■ DATA SECTION ■
********************
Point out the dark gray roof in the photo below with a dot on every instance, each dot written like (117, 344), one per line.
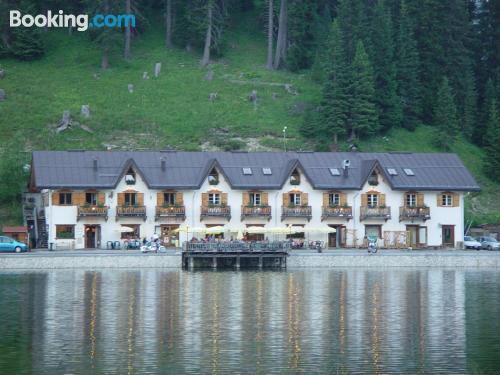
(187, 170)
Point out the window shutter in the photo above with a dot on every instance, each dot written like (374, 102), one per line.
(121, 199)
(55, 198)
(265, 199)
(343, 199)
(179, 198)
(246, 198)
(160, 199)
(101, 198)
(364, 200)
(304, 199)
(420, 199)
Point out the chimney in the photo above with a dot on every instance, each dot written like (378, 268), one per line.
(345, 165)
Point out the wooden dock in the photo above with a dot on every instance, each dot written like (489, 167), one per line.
********************
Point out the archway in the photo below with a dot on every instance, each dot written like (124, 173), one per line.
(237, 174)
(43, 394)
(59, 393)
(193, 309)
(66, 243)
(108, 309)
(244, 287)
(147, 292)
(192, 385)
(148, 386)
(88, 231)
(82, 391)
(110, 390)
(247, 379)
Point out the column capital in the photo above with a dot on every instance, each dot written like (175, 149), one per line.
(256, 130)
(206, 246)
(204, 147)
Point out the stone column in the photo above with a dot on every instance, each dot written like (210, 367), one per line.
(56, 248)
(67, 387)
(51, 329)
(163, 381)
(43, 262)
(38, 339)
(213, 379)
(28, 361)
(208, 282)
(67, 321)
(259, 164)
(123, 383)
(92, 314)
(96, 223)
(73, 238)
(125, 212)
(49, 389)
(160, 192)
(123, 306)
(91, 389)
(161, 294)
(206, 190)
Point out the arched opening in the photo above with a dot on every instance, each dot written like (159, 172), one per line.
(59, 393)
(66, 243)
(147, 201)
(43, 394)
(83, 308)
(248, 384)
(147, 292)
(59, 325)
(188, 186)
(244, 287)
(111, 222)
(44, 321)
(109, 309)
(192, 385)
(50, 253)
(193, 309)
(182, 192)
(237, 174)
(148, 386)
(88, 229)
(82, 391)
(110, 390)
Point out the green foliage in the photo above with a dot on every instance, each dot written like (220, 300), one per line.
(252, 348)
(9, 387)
********************
■ WHAT NEEDS TO BE DONE ■
Rewrite the entries from the line containing "Point out the chimney" through the line containing "Point out the wooden", putting "stone pier" in place of "wooden dock" and keeping everything else the same.

■ WRITTEN ANSWER ■
Point out the chimney in the photo above with a dot on every instance, each dot written like (378, 268), one per line.
(345, 165)
Point out the stone pier in the photo above with a dot on every instance, each dot written like (489, 167), one per line.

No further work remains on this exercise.